Coordinate annotation records
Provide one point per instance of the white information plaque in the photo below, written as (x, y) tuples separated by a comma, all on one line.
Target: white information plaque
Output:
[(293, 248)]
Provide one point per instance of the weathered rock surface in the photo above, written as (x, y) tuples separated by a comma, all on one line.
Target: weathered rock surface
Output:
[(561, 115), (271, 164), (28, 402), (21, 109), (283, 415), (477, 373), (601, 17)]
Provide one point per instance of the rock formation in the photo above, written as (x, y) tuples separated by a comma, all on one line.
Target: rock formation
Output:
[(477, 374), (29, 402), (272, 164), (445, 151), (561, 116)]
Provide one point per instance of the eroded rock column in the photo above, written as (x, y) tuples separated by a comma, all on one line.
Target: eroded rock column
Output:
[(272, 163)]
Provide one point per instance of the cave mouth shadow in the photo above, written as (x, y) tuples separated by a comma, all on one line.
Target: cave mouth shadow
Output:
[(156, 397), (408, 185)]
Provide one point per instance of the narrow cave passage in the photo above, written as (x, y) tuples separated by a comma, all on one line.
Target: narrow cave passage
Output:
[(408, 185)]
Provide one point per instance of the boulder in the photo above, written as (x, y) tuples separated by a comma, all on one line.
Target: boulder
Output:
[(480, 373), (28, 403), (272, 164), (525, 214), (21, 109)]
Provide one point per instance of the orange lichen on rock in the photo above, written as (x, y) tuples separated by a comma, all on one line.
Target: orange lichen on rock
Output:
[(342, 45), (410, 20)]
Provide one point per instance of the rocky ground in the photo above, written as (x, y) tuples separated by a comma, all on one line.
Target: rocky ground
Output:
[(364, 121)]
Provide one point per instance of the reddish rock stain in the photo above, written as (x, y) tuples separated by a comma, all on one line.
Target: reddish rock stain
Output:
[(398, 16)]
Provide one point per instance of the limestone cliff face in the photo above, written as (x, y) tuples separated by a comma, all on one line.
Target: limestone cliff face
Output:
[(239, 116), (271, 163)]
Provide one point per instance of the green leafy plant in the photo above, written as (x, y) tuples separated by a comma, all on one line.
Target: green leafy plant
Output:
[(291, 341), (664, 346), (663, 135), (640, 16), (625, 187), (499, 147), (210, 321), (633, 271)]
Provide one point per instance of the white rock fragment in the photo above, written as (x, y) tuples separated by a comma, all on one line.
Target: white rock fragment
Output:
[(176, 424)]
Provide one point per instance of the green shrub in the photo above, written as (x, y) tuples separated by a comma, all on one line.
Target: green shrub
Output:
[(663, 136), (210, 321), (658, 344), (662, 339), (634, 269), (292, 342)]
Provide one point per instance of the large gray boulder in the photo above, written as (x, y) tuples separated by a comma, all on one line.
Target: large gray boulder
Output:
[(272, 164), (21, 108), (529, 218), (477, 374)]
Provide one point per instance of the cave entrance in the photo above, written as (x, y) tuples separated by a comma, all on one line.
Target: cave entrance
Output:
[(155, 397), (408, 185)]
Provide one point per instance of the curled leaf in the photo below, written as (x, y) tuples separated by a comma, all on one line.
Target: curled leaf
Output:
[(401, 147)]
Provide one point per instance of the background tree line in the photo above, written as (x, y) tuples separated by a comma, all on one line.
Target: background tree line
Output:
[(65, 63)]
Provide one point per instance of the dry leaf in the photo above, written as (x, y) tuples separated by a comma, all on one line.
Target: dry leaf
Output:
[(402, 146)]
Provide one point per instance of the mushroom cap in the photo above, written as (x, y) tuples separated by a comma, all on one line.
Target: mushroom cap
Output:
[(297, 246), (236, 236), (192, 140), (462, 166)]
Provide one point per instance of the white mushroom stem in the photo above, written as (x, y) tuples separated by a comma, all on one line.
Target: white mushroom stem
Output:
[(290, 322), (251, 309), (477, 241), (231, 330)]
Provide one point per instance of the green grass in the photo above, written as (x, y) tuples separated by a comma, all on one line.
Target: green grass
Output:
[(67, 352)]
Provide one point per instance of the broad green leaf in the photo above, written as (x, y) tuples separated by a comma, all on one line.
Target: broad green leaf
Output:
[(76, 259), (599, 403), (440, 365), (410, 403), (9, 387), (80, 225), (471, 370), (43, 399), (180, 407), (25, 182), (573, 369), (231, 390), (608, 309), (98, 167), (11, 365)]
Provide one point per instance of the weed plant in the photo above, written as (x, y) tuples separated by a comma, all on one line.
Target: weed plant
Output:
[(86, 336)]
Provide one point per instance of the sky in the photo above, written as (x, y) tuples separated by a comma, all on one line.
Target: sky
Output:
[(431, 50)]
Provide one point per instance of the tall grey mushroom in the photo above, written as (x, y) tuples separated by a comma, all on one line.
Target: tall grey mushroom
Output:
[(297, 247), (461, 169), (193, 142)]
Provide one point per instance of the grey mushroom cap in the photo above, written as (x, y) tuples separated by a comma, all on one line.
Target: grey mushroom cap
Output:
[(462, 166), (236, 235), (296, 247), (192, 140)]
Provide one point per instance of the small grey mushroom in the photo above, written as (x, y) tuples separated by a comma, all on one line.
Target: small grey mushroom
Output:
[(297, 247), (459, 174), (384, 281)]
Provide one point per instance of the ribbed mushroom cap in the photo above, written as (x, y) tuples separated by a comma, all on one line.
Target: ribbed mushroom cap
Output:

What you should do: Recast every one of the rows above as a numbered list, with one line per item and no blank lines.

Task output:
1. Provide one point per instance of the white information plaque in the photo below, written as (x, y) tuples separated by a comma, all on one line.
2. Target: white information plaque
3. Output:
4. [(293, 248)]
5. Provide one point per instance of the weathered rock surface in the photo above, written as (x, y) tuples separated by a comma, all on one line.
6. Target: weathered rock surface
7. Output:
8. [(561, 115), (271, 164), (28, 402), (21, 109), (283, 415), (477, 373), (601, 17)]
9. Provide one point per instance of the rock formation in the photo above, written as (x, y) tuples separated by a comma, all on one line.
10. Target: rock formation
11. Output:
12. [(477, 374), (29, 402), (272, 164), (445, 151), (561, 116)]
13. Provide one point per instance of the eroded rock column in the photo above, written as (x, y) tuples separated by a comma, all on one line.
14. Target: eroded rock column
15. Output:
16. [(272, 163)]
17. Provide one point per instance of the cave mouth shadow in the photo above, written as (x, y) tuples separated by a comma, all on one line.
18. Target: cave mouth shadow
19. Output:
20. [(156, 397), (408, 185)]
21. Provide one point per instance of the narrow cave passage in the photo above, written as (x, y) tuples separated by a comma, all on one line.
22. Target: narrow cave passage
23. Output:
24. [(408, 185)]
25. Provide one point per instance of the boulder in the photo above, written as (x, y) tuples separated by a comma, all on one line.
26. Target: boulder
27. Output:
28. [(480, 373), (28, 403), (272, 164), (525, 214), (21, 109)]
29. Provide one point per instance of the orange lichen on rock in the photo above, written as (x, y) tuples separated by a comma, all on one line.
30. Target: orange lichen on rock
31. Output:
32. [(342, 45), (410, 20)]
33. Provide one point per instance of the rocky ground in the photo above, written as (x, y) tuples separated by a comma, all on one line.
34. Target: rocky ground
35. Output:
36. [(364, 121)]
37. Provide one point per instance of the reddish rock stain in the photo above, written as (x, y) tuples separated by a comma, all on one line.
38. Target: reddish rock stain
39. Output:
40. [(398, 16)]
41. Provide one point per instance of the limestone cliff face in the photo above, written as (x, y) tuples separated by a comma, all on one line.
42. Target: limestone cliff face
43. Output:
44. [(239, 116), (271, 163)]
45. Provide one point per instance of the green leafy plant in the photo above, written as (x, y) tuples separated by a comma, all on one line.
46. Target: green leafy plant
47. Output:
48. [(291, 341), (664, 346), (663, 135), (640, 16), (625, 187), (499, 147), (210, 321), (633, 271)]
49. Provide one point per instance of the white rock fragment in the photo above, written as (x, y) tuples separated by a comma, all on one line.
50. Target: white rock fragment
51. Output:
52. [(176, 424)]
53. Provide one point per instance of the green shrub in the photo above, written as (x, y) tuples separated by a comma, all on one line.
54. Target: green shrub
55. Output:
56. [(663, 136), (210, 321), (658, 344), (662, 339), (634, 269), (292, 342)]
57. Provide one point per instance of the large gray boulder in the photo above, written as (x, y) tuples separated by a comma, all on one line.
58. Target: large gray boulder
59. Output:
60. [(272, 164), (21, 108), (529, 218), (477, 374)]
61. Provide one point per instance of the cave entrance in the photo above, written as (x, y) tuples separated by a comma, all on one line.
62. Target: cave entrance
63. Output:
64. [(155, 397), (408, 185)]
65. Provide one point per instance of the curled leaf in the photo below, written as (x, y) tuples separated by a comma, all on one line.
66. Target: curled leaf
67. Output:
68. [(401, 147)]
69. Provide one point per instance of the background tree line in the photo above, written as (x, y) tuples separated by a comma, all on one line.
70. Target: background tree line
71. Output:
72. [(65, 63)]
73. Provide one point per instance of the dry leaf in the photo above, written as (x, y) tuples separated by a comma, all on one line.
74. Target: dry leaf
75. Output:
76. [(402, 146)]
77. Provide one point per instance of the mushroom cap in the photo above, written as (x, y) tuples separated by a comma, all on one line.
78. Target: mushroom cap
79. Output:
80. [(297, 246), (236, 236), (192, 140), (462, 166)]
81. Provide one point per instance of the white mushroom stem in the photo above, written as (x, y) tuples separated by a comma, all on one line.
82. Target: white mushroom stem
83. Output:
84. [(290, 322), (251, 309), (477, 241), (231, 330)]
85. Provide one point per instance of the green grass in the photo above, written as (x, y) tuples separated by a comma, all on one line.
86. Target: green grass
87. Output:
88. [(67, 352)]
89. Provide one point per instance of the broad green leaf in the photo above, written as (x, y) tuples separated by a comma, all on one line.
90. Target: broad green leaf
91. Output:
92. [(76, 259), (599, 403), (440, 365), (410, 403), (9, 387), (80, 225), (471, 370), (43, 399), (180, 407), (25, 182), (573, 369), (231, 390), (608, 309), (98, 167), (11, 365)]
93. Provide one point per instance of the weed plant in the photo above, written as (x, y) tuples separated by a comma, all on one line.
94. Target: weed plant
95. Output:
96. [(86, 336)]
97. Provide one point per instance of the sky in the photo above, written as (x, y) tuples separated by a comma, all on one line.
98. Target: sky
99. Output:
100. [(431, 50)]
101. Provide one point per instance of the tall grey mushroom in the photo above, written as (x, y) tuples separated by a comma, all on one line.
102. Target: tall grey mushroom
103. Output:
104. [(297, 247), (461, 169), (193, 142)]
105. Provide one point per instance of the grey mushroom cap in the photo above, written as (x, y) tuples separated by a comma, all on one line.
106. Target: grey mushroom cap
107. Output:
108. [(462, 166), (236, 235), (296, 247), (192, 140)]
109. Provide one point per instance of the small grey mushroom in the photo above, written as (x, y) tuples separated by a comma, all on one line.
110. Target: small grey mushroom
111. Output:
112. [(297, 247), (459, 174), (384, 281)]
113. Provide one point per instance of the ribbed mushroom cap in the photo above, written as (x, y) tuples separated by a comma, all on one line.
114. Target: ribbed mushroom cap
115. Output:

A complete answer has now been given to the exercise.